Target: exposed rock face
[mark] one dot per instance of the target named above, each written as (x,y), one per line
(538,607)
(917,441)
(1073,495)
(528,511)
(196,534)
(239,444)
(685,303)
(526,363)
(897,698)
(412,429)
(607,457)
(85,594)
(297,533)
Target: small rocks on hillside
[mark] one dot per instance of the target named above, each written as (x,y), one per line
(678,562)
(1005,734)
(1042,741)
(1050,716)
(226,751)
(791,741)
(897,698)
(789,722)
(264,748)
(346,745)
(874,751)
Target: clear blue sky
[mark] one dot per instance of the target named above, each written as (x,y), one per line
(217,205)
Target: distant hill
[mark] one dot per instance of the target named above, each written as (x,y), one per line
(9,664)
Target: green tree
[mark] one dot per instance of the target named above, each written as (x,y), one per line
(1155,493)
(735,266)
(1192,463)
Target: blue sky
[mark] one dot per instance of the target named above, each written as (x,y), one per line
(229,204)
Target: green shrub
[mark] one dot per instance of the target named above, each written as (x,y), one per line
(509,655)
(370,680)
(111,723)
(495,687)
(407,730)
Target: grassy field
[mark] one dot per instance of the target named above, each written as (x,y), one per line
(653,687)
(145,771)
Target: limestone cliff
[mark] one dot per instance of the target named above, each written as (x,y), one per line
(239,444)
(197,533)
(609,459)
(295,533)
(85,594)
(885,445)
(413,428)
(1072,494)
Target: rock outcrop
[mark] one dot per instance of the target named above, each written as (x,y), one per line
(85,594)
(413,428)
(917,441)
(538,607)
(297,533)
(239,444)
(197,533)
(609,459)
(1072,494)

________

▶ 課題
上のデータを最初から最後まで、一字も変えずにそのまま引用してください。

▶ 回答
Target: exposed rock face
[mark] one dot per instance of the target named above, each written as (x,y), one per line
(538,607)
(917,441)
(1073,495)
(528,511)
(196,534)
(239,444)
(685,303)
(526,363)
(897,698)
(412,429)
(607,457)
(85,594)
(297,533)
Target: small rocks on hillside
[mark] one dot per instance of the target named above, each written as (x,y), one per line
(678,562)
(1005,734)
(1042,741)
(1050,716)
(226,751)
(791,741)
(897,698)
(789,722)
(264,748)
(346,745)
(874,751)
Target: clear blue sky
[mark] one dot per instance of the target named above, each written as (x,y), one per line
(217,205)
Target: distant hill
[mark] one dot per instance of the target named above, each written as (x,y), one per line
(9,664)
Target: green tree
[mark] one dot per instance of the target named above, each written as (x,y), one per line
(1155,493)
(735,266)
(1192,463)
Target: blue sky
[mark] one dot per instance of the target named above, each written as (x,y), one per line
(229,204)
Target: green shrub
[mark] one dot per instance of the target named above, each written as (x,y), one per line
(509,655)
(370,680)
(111,723)
(495,687)
(407,730)
Target: grassy field
[mark] one dot per instance of the target named above, each written as (x,y), one per line
(653,687)
(145,771)
Target: limestone cliff
[mark] one dot per instance of the target named above, each written as (x,y), one per line
(239,444)
(197,533)
(609,459)
(295,533)
(85,594)
(885,445)
(413,428)
(1072,494)
Target: rock outcrop
[mark] one dot per instance of the target named above, each written as (x,y), one per line
(85,594)
(413,428)
(917,441)
(538,607)
(297,533)
(239,444)
(197,533)
(609,459)
(1072,494)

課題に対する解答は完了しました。